== Given task ==
Transcribe the data below verbatim, starting at the very beginning and ending with the line that contains "140L160 141L157 139L161", both included. Omit the pictures from your transcription.

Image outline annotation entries
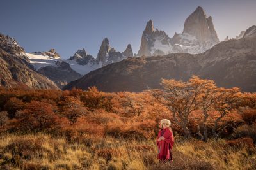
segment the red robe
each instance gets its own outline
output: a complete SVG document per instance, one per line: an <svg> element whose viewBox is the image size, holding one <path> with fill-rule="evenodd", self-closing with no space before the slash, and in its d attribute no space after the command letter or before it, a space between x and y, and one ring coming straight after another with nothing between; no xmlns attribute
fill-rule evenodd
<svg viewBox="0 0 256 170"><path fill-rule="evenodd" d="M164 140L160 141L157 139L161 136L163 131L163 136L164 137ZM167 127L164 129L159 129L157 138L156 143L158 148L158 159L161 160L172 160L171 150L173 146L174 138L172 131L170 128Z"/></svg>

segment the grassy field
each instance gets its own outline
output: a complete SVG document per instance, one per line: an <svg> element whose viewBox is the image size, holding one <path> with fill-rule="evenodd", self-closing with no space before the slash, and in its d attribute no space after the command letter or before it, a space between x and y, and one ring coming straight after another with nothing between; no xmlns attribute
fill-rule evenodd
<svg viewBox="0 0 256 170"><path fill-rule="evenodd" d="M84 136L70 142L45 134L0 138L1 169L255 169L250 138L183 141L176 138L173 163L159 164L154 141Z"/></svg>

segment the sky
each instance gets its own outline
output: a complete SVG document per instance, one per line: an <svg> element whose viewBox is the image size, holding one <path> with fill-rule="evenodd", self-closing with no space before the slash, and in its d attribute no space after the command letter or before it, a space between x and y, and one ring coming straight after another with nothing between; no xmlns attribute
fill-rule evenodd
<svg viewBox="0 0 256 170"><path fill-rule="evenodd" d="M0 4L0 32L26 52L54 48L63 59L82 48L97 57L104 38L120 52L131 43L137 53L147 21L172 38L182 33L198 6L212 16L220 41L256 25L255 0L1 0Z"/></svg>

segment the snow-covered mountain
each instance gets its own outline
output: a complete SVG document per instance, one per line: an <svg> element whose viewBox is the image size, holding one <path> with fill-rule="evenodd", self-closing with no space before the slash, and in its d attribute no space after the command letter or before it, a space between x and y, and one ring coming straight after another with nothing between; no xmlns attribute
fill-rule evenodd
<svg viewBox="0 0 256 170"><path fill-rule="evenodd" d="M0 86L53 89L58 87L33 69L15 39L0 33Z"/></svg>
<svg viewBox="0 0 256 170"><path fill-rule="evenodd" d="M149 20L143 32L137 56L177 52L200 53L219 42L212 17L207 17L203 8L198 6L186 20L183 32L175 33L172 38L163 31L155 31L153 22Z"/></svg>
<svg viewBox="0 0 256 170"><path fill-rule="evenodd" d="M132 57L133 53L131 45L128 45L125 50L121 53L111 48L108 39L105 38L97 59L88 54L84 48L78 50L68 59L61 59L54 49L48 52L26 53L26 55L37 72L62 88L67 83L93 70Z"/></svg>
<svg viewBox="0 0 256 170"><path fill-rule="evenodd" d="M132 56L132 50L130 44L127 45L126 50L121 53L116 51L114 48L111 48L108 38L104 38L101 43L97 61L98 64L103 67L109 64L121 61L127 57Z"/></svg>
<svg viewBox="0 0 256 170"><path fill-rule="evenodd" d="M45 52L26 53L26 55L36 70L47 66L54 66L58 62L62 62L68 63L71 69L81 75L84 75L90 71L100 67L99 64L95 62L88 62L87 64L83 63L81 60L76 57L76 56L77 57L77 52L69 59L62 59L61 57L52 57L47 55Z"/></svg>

== Worked answer ==
segment the red robe
each instance gets its own outline
output: a complete SVG document per instance, one per line: an <svg> element whose viewBox is the image size, holding one <path> with fill-rule="evenodd", self-closing with no space before the slash, and in its d attribute no space after the command letter or before it, a space between x and y, and one ring coming straight after another with nothing between; no xmlns attribute
fill-rule evenodd
<svg viewBox="0 0 256 170"><path fill-rule="evenodd" d="M164 140L160 141L157 139L161 136L163 131L163 136L164 137ZM167 127L164 129L159 129L157 138L156 143L158 148L158 159L161 160L172 160L171 150L173 146L174 138L172 131L170 128Z"/></svg>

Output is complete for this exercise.